-------- TEXTAUSZUG --------
München:Vision für das Herz Schwabings

Christian Vogel will die Münchner Freiheit zu einem urbanen Abschluss der Leopoldstraße umbauen - mit einem 60 Meter hohen Gebäude

Von Stefan Mühleisen, Schwabing

Die Münchner Freiheit hat einen internationalen Ruf als pulsierendes Herzstück Schwabings - der Platz ist Chiffre für die legendäre Geschichte dieses Stadtteils. Doch die konsistente Erzählung mag nicht recht zur derzeitigen Gestalt passen, die Münchner Freiheit ist ein städtebauliches Flickwerk. Im Süden ein poppiger Tram- und Busbahnhof, in der Mitte das Forum mit Beton-Flair sowie ein großer Spielplatz; den nördlichen Abschluss bildet ein öder Parkplatz. Nur die Ostseite bietet Raum zum Flanieren, ansonsten dröhnt der Verkehr vorbei an "diesem Verhau", wie Christian Vogel die Struktur von Schwabings zentralem Platz bezeichnet.
-------- VORLIEGENDE DATEN --------
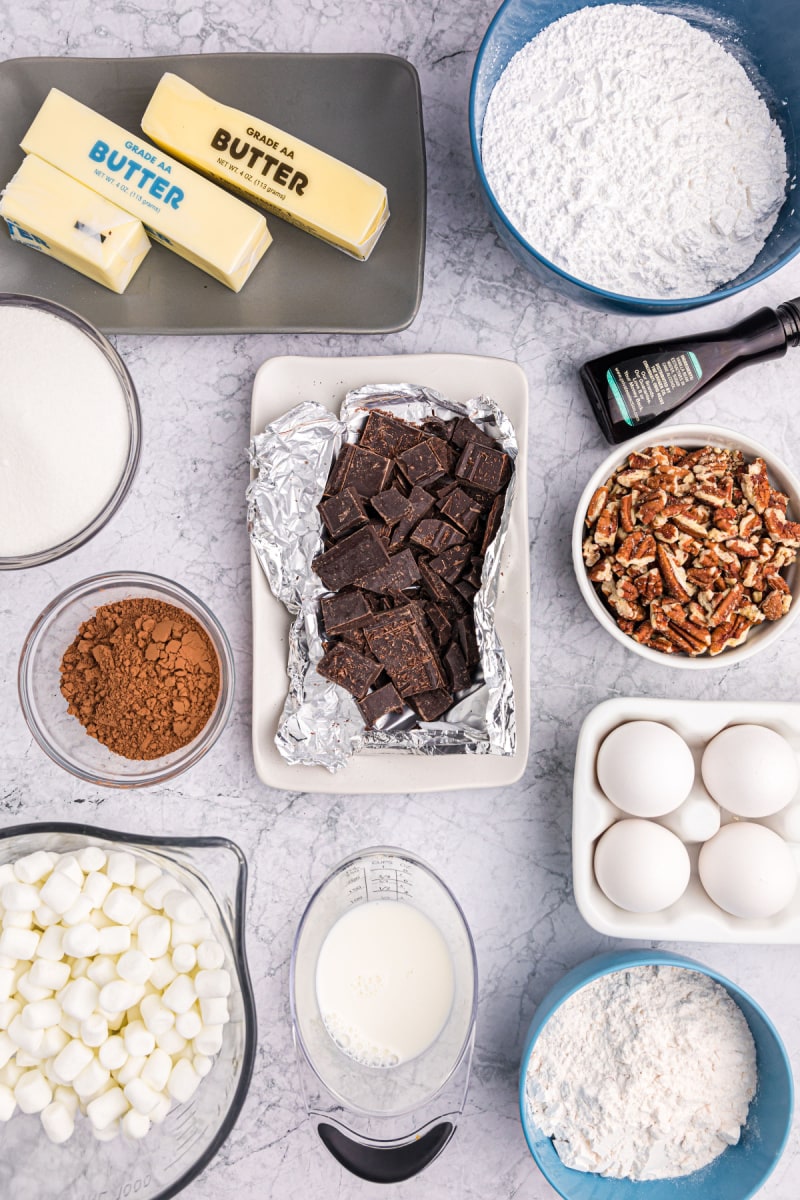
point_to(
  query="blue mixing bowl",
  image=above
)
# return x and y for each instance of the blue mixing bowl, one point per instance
(768, 43)
(741, 1169)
--------
- AUFGABEN -
1 - Was bildet laut dem Textauszug den nördlichen Abschluss der Münchner Freiheit?
2 - Schreibe die Zeilen der Datensätze als nummerierte Liste um und lass dabei Leerzeilen weg. Die Bilder gehören nicht in die Antwort.

- SCHRIFTLICHE ANTWORTEN -
1 - Ein öder Parkplatz.

2 -
1. point_to(
2.   query="blue mixing bowl",
3.   image=above
4. )
5. # return x and y for each instance of the blue mixing bowl, one point per instance
6. (768, 43)
7. (741, 1169)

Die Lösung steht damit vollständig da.